▸ **TASK DATA**:
------------------------------------------------------------------------

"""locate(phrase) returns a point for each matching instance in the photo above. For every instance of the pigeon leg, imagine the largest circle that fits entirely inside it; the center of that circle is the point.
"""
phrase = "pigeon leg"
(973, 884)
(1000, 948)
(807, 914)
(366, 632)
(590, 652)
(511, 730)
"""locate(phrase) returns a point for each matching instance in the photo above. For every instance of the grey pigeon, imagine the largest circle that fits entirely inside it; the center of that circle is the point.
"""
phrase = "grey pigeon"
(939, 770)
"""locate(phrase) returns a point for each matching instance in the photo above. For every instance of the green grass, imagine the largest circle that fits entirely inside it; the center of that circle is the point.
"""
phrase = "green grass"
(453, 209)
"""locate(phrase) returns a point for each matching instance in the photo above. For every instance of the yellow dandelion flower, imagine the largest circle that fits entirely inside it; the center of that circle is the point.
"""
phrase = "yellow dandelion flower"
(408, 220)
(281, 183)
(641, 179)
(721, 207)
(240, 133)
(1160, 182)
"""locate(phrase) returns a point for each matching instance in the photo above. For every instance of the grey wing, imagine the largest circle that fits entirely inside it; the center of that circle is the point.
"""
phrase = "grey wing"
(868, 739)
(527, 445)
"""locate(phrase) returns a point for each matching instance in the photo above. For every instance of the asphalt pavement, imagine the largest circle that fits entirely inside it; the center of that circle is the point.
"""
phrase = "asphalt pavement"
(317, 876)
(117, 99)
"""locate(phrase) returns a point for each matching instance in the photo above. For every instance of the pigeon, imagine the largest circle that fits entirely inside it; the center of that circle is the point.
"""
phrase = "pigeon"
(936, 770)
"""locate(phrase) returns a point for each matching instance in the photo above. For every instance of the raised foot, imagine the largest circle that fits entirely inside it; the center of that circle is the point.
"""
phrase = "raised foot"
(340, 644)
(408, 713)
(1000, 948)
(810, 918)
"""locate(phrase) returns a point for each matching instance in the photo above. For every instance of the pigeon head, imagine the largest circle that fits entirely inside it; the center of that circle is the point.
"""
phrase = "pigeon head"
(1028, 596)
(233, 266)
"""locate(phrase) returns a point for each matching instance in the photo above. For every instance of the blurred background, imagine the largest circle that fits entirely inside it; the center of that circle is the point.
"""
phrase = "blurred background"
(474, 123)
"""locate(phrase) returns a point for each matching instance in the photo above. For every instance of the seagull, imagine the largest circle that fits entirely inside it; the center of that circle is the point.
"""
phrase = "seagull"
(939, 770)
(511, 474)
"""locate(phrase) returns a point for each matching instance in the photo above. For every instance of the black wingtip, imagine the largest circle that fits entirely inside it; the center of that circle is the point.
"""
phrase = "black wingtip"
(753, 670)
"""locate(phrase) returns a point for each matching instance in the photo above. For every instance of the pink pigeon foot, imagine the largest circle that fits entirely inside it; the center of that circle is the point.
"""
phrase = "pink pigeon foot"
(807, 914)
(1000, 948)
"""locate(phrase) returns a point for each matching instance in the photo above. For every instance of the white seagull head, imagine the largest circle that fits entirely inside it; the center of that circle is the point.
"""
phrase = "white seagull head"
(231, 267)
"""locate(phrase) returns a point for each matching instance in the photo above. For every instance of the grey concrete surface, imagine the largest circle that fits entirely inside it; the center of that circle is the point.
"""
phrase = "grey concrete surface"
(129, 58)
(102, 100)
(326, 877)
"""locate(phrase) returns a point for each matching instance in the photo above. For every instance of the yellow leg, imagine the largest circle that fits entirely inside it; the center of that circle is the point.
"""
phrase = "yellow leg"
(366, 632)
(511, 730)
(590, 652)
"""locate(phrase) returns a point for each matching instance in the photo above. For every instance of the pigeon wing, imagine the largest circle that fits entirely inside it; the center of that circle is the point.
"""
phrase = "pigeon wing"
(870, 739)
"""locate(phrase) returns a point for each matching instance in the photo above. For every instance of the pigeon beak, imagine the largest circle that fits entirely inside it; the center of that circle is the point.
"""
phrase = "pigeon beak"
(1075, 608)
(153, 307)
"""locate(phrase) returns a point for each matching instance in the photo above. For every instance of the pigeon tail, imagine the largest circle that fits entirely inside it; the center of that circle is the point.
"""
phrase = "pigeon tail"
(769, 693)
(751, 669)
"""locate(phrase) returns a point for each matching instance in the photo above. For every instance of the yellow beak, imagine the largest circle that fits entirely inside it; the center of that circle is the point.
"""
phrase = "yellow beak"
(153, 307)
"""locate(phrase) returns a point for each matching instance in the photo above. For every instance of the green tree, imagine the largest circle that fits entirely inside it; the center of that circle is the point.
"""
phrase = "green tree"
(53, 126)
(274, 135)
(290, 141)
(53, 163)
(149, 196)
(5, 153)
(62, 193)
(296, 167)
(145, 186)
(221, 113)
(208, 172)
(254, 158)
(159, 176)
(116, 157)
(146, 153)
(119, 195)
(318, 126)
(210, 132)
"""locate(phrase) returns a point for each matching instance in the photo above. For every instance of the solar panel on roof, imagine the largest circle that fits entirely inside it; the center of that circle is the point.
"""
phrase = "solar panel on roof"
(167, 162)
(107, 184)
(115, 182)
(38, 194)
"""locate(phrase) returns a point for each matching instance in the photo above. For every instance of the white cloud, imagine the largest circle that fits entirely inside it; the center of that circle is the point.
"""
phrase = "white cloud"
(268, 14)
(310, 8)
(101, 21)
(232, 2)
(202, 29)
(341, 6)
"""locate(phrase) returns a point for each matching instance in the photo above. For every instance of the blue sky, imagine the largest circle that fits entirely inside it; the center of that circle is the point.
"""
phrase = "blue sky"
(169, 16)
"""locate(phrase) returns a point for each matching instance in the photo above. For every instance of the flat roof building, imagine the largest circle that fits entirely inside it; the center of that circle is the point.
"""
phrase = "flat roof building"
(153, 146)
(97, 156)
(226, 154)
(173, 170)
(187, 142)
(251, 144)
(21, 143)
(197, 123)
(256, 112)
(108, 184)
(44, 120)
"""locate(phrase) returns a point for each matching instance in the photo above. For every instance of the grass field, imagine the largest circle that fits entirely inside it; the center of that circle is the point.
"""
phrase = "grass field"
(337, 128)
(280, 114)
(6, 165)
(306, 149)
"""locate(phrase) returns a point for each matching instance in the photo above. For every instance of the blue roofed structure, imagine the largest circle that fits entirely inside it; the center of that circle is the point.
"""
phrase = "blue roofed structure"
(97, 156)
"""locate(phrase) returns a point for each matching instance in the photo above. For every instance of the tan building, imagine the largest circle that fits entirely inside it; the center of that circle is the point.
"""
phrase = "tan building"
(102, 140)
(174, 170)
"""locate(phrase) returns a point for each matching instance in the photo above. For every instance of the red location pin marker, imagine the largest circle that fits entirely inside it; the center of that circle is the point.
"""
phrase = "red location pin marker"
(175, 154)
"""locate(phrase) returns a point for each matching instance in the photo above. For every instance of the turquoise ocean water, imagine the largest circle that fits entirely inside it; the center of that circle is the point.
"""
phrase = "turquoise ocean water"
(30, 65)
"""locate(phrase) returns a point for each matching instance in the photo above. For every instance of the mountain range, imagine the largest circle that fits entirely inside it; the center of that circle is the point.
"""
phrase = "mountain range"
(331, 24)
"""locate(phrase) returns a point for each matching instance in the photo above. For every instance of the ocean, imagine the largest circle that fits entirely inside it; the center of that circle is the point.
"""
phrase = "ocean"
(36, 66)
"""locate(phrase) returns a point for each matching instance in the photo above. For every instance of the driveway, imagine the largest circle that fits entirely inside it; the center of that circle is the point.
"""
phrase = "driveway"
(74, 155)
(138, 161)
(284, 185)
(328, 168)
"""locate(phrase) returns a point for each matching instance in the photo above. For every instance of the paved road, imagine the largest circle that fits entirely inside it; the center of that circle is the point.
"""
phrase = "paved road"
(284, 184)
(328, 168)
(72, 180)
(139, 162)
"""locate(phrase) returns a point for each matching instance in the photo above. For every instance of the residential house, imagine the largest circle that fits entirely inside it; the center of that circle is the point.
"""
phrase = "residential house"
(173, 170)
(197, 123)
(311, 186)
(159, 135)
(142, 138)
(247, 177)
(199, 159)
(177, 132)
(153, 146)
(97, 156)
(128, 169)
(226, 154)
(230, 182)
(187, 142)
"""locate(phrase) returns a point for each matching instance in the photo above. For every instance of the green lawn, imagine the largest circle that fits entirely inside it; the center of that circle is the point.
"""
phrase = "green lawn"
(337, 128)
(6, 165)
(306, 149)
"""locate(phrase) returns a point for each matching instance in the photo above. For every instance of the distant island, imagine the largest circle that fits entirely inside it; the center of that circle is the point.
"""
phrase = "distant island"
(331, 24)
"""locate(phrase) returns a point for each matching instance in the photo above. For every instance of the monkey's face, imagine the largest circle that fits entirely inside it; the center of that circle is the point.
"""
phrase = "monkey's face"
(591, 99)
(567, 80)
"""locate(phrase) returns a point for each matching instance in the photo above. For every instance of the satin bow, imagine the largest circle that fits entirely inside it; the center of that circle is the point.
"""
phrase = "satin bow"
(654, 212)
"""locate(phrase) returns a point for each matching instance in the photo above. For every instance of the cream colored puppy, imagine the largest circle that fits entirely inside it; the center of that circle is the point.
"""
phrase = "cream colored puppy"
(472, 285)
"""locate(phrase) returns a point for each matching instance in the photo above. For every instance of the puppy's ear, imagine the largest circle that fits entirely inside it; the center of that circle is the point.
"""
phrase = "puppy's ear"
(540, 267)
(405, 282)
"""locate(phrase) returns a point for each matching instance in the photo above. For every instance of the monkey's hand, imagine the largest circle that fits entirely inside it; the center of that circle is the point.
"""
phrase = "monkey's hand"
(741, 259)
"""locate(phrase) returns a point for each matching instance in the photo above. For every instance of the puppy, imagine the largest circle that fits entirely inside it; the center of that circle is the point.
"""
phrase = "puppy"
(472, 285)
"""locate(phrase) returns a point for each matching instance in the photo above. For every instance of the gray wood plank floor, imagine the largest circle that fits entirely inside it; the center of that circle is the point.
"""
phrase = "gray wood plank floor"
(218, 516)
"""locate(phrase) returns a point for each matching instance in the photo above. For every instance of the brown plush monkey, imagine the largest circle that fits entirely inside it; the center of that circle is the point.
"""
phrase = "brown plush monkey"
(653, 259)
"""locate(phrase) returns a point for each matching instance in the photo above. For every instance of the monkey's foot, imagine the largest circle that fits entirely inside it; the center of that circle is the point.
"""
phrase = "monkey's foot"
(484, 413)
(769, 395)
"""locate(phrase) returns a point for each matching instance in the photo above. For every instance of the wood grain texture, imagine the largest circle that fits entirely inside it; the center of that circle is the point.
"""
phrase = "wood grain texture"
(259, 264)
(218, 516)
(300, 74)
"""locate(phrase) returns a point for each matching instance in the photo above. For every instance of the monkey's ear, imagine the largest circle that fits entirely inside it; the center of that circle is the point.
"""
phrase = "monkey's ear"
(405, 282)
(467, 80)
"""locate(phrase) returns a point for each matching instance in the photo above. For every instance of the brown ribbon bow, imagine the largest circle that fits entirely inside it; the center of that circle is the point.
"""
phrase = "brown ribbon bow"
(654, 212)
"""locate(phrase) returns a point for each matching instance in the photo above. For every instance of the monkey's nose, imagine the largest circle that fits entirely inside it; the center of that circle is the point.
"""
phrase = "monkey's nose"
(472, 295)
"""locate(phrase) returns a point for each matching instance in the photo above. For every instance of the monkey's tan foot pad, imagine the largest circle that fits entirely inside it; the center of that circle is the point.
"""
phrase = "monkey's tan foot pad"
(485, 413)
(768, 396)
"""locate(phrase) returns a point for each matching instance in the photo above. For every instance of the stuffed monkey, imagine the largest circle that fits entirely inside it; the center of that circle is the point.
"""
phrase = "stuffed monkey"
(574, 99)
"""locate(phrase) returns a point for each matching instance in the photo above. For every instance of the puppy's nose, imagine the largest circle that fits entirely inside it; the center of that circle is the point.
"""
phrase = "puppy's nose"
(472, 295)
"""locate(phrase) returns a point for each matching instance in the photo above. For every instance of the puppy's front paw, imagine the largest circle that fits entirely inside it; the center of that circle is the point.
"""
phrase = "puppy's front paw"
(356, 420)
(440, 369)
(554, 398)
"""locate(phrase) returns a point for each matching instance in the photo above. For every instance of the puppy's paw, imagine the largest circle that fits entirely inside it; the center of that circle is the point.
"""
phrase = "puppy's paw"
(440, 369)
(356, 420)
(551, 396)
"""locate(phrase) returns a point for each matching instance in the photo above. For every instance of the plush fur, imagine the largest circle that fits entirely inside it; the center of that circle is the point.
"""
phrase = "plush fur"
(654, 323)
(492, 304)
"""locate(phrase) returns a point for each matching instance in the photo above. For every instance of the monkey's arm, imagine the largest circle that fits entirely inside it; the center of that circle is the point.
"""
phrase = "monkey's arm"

------------------------------------------------------------------------

▸ **JOB**:
Please rescale the rows above, starting with the first line and going on through the line with "(1160, 182)", by writing out every line again, requests included, with each point coordinate in the answers multiplied by 2.25 and rounded to a whole number, halves going up. Return only those lines.

▸ **RESULT OF THE EXERCISE**:
"""locate(phrase) returns a point for each matching instance in the photo above. For every instance of the pigeon leg, imagine the largest circle that fits entirely inside it; the center of that circle is the point.
"""
phrase = "pigeon leg"
(2189, 1989)
(2250, 2133)
(1816, 2057)
(824, 1422)
(1328, 1467)
(1150, 1643)
"""locate(phrase) returns a point for each matching instance in the photo above. For every instance of the grey pigeon, imagine the largest circle that fits entirely inside it; the center of that circle is the point.
"""
phrase = "grey pigeon"
(2113, 1733)
"""locate(phrase) returns a point for each matching instance in the photo above. For every instance of the green grass, imagine the largest circle that fits entirely inside it; the center of that circle is the point.
"""
phrase = "green grass"
(1019, 470)
"""locate(phrase) returns a point for each matching instance in the photo above. For every instance of the yellow dandelion flower, imagine the largest circle that fits entirely inside it; the center of that circle is the point.
"""
phrase = "yellow dandelion flower"
(918, 495)
(632, 412)
(1442, 403)
(1622, 466)
(540, 299)
(2610, 410)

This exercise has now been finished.